Passage shown:
---

It is noted that the relation (2) also derives from the above-described equation (A).

Regarding the relation (2), the thickness t of the rear muffler 139, the level difference L2 between the peripheral portion 139 c of the rear muffler 139 and a part of the rear muffler 139 which part contacts the end surface 138 h of the side wall 138 d of the rear head 138, the distance a between the axial center of the rear head 138 and a part of the inner periphery of the fastening hole 138 i of the side wall 138 d which part is closest to the axial center of the rear head 138, and the distance b between the axial center of the rear head 138 and the outer periphery of the boss portion 138 c are arranged as shown in FIG. 8 and FIG. 9. The flexibility factor α with respect to the diameter ratio b/a is determined according to the ratio between the aforesaid distances and b, and is determined by the graph in FIG. 7.

The rear muffler 139 forms the muffler space A2 with the rear head 138 in order to reduce noise associated with the discharge of refrigerant. This rear muffler 139 is attached to block off a recess 138A of the rear head 138. The rear muffler 139 has five through holes (not illustrated) positionally corresponding to the fastening holes 138 i of the rear head 138, an opening 139 b into which the shaft 22 is inserted, a peripheral portion 139 c around the opening 139 b, and a discharge hole (not illustrated) through which compressed refrigerant is discharged from the muffler space A2. In the present embodiment, the peripheral portion 139 c of the rear muffler 139 before being fastened to rear head 138 is arranged to protrude from a part which contacts the end surface 138 h of the side wall 138 d of the rear head 138. The rear muffler 139 is made of a ferrous material.

---

Information given:
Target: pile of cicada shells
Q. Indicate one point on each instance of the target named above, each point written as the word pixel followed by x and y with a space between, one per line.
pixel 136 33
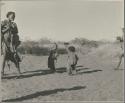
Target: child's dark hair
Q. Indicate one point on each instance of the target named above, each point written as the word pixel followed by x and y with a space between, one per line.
pixel 9 13
pixel 72 49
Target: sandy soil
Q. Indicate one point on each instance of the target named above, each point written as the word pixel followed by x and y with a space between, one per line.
pixel 95 80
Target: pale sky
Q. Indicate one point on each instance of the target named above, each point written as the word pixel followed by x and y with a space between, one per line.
pixel 67 19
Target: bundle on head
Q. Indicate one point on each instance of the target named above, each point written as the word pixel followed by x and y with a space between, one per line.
pixel 72 49
pixel 66 43
pixel 119 38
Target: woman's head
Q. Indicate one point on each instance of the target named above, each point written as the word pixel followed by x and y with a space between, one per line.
pixel 11 15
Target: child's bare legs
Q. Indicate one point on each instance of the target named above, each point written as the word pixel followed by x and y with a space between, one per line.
pixel 69 69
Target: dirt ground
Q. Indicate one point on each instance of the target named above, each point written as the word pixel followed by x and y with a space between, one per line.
pixel 95 80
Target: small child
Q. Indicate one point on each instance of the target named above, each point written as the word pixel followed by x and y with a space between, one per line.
pixel 72 58
pixel 52 58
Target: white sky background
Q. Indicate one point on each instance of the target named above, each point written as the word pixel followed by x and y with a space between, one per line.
pixel 66 19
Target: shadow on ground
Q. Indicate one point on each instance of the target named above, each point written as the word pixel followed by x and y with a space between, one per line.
pixel 28 74
pixel 43 93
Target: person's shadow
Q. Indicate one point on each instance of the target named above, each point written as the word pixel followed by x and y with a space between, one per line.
pixel 43 93
pixel 28 74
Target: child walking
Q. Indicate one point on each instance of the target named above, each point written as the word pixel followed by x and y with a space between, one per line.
pixel 72 58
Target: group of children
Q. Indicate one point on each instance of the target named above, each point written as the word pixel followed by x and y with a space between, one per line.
pixel 71 62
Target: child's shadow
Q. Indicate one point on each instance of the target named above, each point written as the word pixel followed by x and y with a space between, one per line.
pixel 63 69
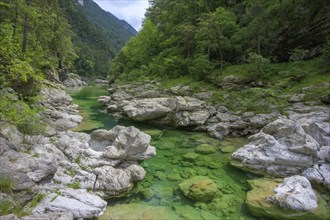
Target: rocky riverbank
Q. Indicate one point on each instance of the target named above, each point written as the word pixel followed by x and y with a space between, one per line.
pixel 63 174
pixel 294 146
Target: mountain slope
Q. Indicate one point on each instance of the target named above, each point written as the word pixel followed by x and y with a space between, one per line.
pixel 118 31
pixel 99 35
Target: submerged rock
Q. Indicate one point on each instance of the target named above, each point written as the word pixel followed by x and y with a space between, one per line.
pixel 139 211
pixel 199 188
pixel 205 149
pixel 68 160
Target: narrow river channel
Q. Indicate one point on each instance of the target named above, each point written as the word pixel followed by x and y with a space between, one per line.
pixel 178 158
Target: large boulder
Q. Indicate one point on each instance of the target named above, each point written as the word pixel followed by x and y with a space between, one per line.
pixel 260 200
pixel 73 80
pixel 60 114
pixel 114 181
pixel 148 109
pixel 282 148
pixel 195 118
pixel 295 193
pixel 199 188
pixel 130 144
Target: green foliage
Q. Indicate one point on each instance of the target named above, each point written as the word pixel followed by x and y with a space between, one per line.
pixel 98 37
pixel 16 71
pixel 326 50
pixel 6 206
pixel 6 184
pixel 178 36
pixel 20 114
pixel 259 63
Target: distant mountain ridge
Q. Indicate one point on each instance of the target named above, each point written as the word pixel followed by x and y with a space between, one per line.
pixel 112 27
pixel 98 34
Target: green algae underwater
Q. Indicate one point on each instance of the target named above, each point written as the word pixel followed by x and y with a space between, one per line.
pixel 181 155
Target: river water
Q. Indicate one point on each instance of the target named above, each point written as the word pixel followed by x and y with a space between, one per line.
pixel 158 195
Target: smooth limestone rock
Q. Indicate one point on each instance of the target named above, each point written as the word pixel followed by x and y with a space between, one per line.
pixel 199 188
pixel 73 80
pixel 60 113
pixel 260 205
pixel 130 144
pixel 319 173
pixel 148 109
pixel 295 193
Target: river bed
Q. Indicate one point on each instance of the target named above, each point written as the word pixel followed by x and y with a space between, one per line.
pixel 178 158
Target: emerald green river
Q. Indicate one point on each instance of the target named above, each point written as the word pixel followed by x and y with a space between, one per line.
pixel 180 156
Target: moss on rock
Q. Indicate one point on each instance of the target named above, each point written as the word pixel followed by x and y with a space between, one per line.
pixel 259 205
pixel 199 188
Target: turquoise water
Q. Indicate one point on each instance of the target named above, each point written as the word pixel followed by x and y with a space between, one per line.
pixel 158 195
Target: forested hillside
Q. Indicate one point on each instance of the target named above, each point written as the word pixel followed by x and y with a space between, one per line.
pixel 98 36
pixel 195 36
pixel 43 39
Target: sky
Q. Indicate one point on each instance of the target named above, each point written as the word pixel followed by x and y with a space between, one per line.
pixel 131 11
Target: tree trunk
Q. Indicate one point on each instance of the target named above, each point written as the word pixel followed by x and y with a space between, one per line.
pixel 15 21
pixel 221 58
pixel 26 28
pixel 258 42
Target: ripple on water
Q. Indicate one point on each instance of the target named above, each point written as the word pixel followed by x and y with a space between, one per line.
pixel 181 155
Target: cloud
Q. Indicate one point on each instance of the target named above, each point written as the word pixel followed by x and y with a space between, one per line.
pixel 131 11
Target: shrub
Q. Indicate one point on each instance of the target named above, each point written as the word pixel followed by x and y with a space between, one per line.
pixel 260 63
pixel 298 54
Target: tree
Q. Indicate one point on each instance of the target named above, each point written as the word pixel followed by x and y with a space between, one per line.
pixel 215 31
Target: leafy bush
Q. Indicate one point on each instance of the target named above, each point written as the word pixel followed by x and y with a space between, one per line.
pixel 298 54
pixel 260 63
pixel 16 71
pixel 326 50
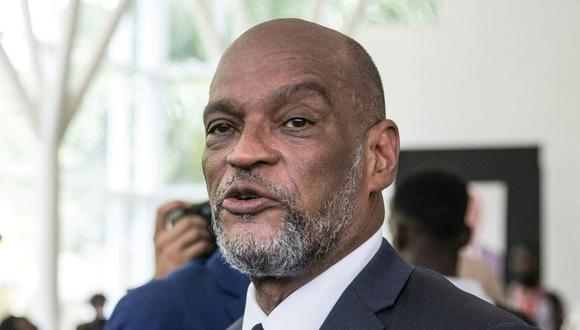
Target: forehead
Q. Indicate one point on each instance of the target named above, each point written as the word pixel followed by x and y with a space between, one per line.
pixel 250 71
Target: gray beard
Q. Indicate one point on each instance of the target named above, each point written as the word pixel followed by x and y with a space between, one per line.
pixel 303 239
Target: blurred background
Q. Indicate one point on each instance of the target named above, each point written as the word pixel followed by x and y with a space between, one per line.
pixel 100 123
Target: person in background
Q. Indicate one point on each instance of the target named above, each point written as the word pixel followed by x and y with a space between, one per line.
pixel 16 323
pixel 193 288
pixel 527 294
pixel 181 237
pixel 428 224
pixel 97 301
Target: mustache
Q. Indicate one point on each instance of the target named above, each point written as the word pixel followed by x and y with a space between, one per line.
pixel 281 194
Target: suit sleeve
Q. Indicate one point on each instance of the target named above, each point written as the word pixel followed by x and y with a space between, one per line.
pixel 512 326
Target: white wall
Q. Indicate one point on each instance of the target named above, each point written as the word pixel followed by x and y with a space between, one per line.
pixel 497 73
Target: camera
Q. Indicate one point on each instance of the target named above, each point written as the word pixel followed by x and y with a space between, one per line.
pixel 203 210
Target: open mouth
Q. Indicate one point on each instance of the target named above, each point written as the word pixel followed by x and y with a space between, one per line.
pixel 248 198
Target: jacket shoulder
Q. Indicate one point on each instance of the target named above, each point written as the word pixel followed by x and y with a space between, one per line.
pixel 429 301
pixel 186 299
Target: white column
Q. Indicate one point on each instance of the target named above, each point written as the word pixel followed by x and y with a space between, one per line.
pixel 48 307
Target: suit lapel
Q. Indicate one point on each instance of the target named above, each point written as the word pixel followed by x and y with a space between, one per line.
pixel 231 282
pixel 373 290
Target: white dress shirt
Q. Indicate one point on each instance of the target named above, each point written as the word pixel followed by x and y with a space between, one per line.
pixel 308 307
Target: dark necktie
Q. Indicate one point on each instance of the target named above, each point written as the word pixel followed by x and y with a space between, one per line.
pixel 258 327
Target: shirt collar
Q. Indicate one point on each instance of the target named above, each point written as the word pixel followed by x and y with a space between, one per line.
pixel 323 292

---

What you have to do:
Duplicate the rear muffler passage word for word, starting at the words "Regarding the relation" and ending after "graph in FIG. 7.".

Response to the exercise:
Regarding the relation (2), the thickness t of the rear muffler 139, the level difference L2 between the peripheral portion 139 c of the rear muffler 139 and a part of the rear muffler 139 which part contacts the end surface 138 h of the side wall 138 d of the rear head 138, the distance a between the axial center of the rear head 138 and a part of the inner periphery of the fastening hole 138 i of the side wall 138 d which part is closest to the axial center of the rear head 138, and the distance b between the axial center of the rear head 138 and the outer periphery of the boss portion 138 c are arranged as shown in FIG. 8 and FIG. 9. The flexibility factor α with respect to the diameter ratio b/a is determined according to the ratio between the aforesaid distances and b, and is determined by the graph in FIG. 7.